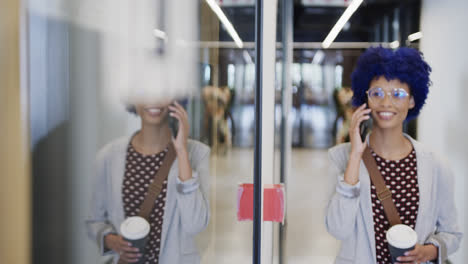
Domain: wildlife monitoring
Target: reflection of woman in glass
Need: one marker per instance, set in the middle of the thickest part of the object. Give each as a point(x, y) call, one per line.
point(126, 167)
point(394, 85)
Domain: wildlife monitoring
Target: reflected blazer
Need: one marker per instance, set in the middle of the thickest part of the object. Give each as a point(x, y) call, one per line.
point(186, 210)
point(348, 216)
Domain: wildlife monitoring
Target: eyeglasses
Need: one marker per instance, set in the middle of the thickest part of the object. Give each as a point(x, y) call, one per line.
point(397, 95)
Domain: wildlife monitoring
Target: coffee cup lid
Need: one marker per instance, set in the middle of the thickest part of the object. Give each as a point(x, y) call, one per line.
point(134, 227)
point(401, 236)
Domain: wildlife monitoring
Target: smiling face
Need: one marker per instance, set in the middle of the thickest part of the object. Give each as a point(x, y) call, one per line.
point(390, 112)
point(153, 114)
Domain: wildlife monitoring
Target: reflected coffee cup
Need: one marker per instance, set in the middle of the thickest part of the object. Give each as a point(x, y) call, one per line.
point(400, 238)
point(135, 230)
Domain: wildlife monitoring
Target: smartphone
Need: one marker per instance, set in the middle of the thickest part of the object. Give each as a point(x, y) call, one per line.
point(365, 127)
point(173, 122)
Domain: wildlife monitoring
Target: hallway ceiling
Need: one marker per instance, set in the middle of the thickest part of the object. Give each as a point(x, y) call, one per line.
point(312, 24)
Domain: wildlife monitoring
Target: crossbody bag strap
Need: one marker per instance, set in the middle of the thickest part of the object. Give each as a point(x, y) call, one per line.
point(383, 193)
point(155, 188)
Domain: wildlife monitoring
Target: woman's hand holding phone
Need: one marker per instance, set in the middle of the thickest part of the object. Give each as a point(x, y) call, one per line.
point(180, 140)
point(351, 175)
point(360, 115)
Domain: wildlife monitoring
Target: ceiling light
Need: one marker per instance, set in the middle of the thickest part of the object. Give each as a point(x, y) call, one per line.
point(395, 44)
point(160, 34)
point(222, 17)
point(341, 22)
point(415, 36)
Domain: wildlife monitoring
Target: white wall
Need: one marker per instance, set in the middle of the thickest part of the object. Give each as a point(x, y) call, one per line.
point(442, 124)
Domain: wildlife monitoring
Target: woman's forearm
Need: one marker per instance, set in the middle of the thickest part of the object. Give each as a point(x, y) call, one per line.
point(185, 170)
point(351, 175)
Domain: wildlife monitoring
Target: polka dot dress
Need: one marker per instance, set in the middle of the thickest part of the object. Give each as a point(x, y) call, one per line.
point(139, 174)
point(401, 179)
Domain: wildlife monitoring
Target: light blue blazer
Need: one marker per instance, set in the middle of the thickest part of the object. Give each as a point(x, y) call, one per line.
point(187, 209)
point(349, 217)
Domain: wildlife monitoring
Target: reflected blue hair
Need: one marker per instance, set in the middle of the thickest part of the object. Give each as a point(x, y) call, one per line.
point(404, 64)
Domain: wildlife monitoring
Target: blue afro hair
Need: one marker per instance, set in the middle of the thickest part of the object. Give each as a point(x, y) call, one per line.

## Exercise:
Rescale the records from their start up to and including the line with "point(394, 85)". Give those lines again with the requests, multiply each point coordinate in the answers by 0.2, round to whole numbers with halves going up, and leave out the pictures.

## Solution to this exercise:
Domain: wildlife monitoring
Target: reflection of woman in glass
Need: one marker per instance, set in the middle of the thickest part of the object. Give each as a point(x, y) call, one per line.
point(25, 33)
point(79, 17)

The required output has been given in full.